What to work on
Sum up the piece about the wrong kidney removal in two sentences.

Text for analysis

++++++++++

Ireland hospital removed the wrong kidney from a child
Posted on Oct 27, 2008
The Irish Times reports Our Lady's Hospital for Sick Children in Crumlin, Dublin removed the healthy kidney from a child. The reports indicate the parents even raised questions concerning the side chosen by staff to be operated on. The doctor was a specialist. The hospital had a time-out policy. A time out to some degree occurred or so it was reported afterwards. The child had been anestatized. The parents were present and raised questions. The doctor had previously seen the child as a patient. So what went wrong?
The investigation team identified 10 principal contributory factors to the error.
These included the fact that: the hospital has no site-marking policy to eliminate the risk of wrong-side surgery; an incorrect imaging report from six years earlier had not been identified and corrected; there were delays in filing hard-copy X-ray reports in medical records - one of the child's X-ray reports "had been lost for six months" in the period between the X-ray and admission for surgery; and there was no fail-safe system to ensure a patient undergoing removal of a major organ was discussed in a multidisciplinary setting.
And what was said to be the reason for the error? Here is what the consultant found to be the reasons for errors.
Reasons for error: contributing errors
•A consultant general surgeon wrongly listed a child with a poorly functioning right kidney for a left-sided nephrectomy (kidney removal) after seeing the child in outpatients.
•Concern was expressed by the child's parents about the side of surgery before the child was taken to theatre.

++++++++++

Record set

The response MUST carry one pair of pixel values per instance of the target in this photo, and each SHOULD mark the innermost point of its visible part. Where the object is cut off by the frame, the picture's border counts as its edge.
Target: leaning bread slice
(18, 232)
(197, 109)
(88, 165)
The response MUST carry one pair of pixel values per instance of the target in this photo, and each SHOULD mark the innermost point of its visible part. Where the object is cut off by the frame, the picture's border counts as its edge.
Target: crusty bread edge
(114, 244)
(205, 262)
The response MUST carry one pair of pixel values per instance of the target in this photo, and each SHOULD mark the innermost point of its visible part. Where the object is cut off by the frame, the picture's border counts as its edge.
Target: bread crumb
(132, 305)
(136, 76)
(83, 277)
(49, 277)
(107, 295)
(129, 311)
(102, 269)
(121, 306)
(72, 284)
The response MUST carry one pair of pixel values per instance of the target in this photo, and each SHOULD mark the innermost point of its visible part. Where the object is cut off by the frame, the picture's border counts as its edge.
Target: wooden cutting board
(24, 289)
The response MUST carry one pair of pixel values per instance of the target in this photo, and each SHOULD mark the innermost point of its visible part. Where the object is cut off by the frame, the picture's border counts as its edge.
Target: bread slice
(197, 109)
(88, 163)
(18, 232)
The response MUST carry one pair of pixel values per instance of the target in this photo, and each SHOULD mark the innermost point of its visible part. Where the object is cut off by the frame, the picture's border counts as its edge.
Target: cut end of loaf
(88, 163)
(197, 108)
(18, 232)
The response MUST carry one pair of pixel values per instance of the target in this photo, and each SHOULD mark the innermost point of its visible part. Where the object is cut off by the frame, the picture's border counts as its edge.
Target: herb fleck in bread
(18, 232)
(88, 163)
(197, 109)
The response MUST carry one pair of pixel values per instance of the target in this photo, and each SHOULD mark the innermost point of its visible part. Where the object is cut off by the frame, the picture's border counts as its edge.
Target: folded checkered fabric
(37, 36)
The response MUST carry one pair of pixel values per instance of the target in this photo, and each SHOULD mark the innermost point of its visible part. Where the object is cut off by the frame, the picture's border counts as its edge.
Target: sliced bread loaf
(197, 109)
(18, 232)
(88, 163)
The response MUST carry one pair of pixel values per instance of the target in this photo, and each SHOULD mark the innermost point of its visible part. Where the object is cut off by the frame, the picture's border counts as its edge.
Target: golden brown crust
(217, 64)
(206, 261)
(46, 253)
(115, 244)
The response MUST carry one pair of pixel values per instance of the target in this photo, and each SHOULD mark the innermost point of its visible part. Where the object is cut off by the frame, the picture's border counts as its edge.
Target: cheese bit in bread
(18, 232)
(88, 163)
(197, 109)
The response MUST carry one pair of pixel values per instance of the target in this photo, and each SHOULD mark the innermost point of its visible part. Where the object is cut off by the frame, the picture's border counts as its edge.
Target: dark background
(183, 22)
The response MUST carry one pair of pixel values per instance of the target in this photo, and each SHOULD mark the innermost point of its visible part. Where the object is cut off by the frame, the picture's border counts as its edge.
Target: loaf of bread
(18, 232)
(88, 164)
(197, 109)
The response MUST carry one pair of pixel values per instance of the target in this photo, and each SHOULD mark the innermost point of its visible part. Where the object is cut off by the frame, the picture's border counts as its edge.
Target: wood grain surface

++++++++++

Result for this exercise
Our Lady's Hospital for Sick Children in Crumlin, Dublin removed a child's healthy kidney after a surgeon wrongly listed the child for a left-sided removal, even though the parents raised concerns about the side before surgery. An investigation found 10 main contributing factors, including no site-marking policy, an uncorrected imaging report from six years earlier, delays in filing X-ray reports, and no fail-safe system for discussing major organ removal in a multidisciplinary setting.